+++ TEXTO FORNECIDO
1. Nos presentes autos, interpôs A., ao abrigo do artigo 70.º, n.º1, alínea b), da Lei n.º 28/82, de 15 de novembro (adiante referida como “LTC”), recurso de constitucionalidade do acórdão do Tribunal da Relação de Lisboa de 2 de dezembro de 2014 para apreciação da inconstitucionalidade do artigo 13.º, n.º 2, do Regime da Responsabilidade Civil Extracontratual do Estado e demais Entidades Públicas (adiante referido como “RCEEP”), aprovado pela Lei n.º 67/2007, de 31 de dezembro, segundo o qual o pedido de indemnização fundado em responsabilidade por erro judiciário deve ser fundado na prévia revogação da decisão danosa pela jurisdição competente (fls. 142-143).

2. O recorrente patrocinou, ao abrigo do regime de apoio judiciário, vários executados junto da 11.ª Vara Cível de Lisboa. Terminado o processo, apresentou as respetivas notas de honorários e despesas, pedindo o seu pagamento. O pedido referente ao patrocínio do executado B. foi indeferido em 5 de julho de 2011 com o fundamento de que, em conformidade com a tabela de honorários dos advogados pelos serviços que prestem no âmbito da proteção jurídica publicada em anexo à Portaria n.º 1386/2004, de 10 de novembro, e porque o ora recorrente já havia deduzido no âmbito do mesmo processo outras oposições, pelas quais foi pago, o mesmo não poderia receber outras quantias a título de honorários, no mesmo processo, só podendo ser pago pela dedução de uma oposição, e não por tantas quantas houvesse deduzido (cfr. fls. 14). Deste despacho foi interposto recurso, alegando o recorrente a violação do princípio da proporcionalidade entre a quantidade de trabalho e a remuneração. Por acórdão de 14 de junho de 2012, o Tribunal da Relação de Lisboa negou provimento ao recurso e confirmou a decisão então recorrida, entendendo que o que releva para efeitos de honorários a pagar ao patrono ao abrigo do apoio judiciário é o valor da ação e não o número de intervenções (cfr. fls. 19 e ss.).
++++++
### O QUE FAZER
Mude "acórdão" para "aresto" no trecho do texto sobre o recurso de constitucionalidade que vai de "1. Nos presentes" a "competente (fls. 142-143).", inclusive, e apresente esse trecho reescrito.
+++ DADOS FORNECIDOS
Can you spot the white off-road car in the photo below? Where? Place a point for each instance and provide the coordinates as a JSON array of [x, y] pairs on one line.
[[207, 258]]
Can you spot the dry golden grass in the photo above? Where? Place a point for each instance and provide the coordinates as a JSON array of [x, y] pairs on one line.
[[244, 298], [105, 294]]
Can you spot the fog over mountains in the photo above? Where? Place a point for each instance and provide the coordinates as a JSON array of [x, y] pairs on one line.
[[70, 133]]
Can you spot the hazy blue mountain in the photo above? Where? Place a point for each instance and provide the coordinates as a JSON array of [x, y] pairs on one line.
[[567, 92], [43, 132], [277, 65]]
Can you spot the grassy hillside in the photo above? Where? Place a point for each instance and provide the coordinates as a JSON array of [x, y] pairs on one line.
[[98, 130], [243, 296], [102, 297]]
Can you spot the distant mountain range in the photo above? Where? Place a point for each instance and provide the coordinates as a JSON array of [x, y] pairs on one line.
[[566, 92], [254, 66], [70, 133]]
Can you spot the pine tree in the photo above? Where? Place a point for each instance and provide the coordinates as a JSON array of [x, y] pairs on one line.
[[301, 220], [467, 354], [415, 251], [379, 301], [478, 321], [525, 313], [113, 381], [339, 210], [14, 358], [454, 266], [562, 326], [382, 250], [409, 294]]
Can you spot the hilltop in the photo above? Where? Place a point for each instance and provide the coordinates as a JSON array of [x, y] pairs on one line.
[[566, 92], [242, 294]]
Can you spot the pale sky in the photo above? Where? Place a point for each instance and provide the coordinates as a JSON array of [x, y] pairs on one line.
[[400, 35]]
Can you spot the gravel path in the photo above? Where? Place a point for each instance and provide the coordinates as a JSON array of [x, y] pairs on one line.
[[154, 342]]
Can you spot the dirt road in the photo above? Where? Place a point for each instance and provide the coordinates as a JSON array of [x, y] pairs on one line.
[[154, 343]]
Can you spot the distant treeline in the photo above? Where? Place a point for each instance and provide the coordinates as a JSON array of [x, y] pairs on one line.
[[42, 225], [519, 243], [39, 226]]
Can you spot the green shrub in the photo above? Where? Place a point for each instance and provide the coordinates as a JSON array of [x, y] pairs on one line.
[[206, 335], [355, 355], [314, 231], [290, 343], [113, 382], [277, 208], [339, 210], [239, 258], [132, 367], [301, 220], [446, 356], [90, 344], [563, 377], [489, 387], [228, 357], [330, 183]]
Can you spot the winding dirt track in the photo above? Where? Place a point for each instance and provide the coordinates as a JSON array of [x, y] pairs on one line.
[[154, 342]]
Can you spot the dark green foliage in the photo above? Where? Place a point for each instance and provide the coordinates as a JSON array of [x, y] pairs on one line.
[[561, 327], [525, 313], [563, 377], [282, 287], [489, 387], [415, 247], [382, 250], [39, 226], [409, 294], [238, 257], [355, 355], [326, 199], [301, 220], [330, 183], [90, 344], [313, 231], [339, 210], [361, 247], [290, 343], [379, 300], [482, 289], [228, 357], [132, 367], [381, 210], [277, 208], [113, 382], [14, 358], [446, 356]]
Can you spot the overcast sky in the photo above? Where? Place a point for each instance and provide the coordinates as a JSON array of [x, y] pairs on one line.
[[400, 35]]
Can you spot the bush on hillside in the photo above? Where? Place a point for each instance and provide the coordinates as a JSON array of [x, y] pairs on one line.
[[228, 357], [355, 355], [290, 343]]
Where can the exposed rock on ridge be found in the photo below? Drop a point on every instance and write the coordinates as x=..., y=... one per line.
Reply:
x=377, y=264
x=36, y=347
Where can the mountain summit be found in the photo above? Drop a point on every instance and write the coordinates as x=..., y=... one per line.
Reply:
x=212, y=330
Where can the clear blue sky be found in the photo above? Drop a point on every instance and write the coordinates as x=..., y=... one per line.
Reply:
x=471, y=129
++++++
### RESPOSTA
1. Nos presentes autos, interpôs A., ao abrigo do artigo 70.º, n.º1, alínea b), da Lei n.º 28/82, de 15 de novembro (adiante referida como “LTC”), recurso de constitucionalidade do aresto do Tribunal da Relação de Lisboa de 2 de dezembro de 2014 para apreciação da inconstitucionalidade do artigo 13.º, n.º 2, do Regime da Responsabilidade Civil Extracontratual do Estado e demais Entidades Públicas (adiante referido como “RCEEP”), aprovado pela Lei n.º 67/2007, de 31 de dezembro, segundo o qual o pedido de indemnização fundado em responsabilidade por erro judiciário deve ser fundado na prévia revogação da decisão danosa pela jurisdição competente (fls. 142-143).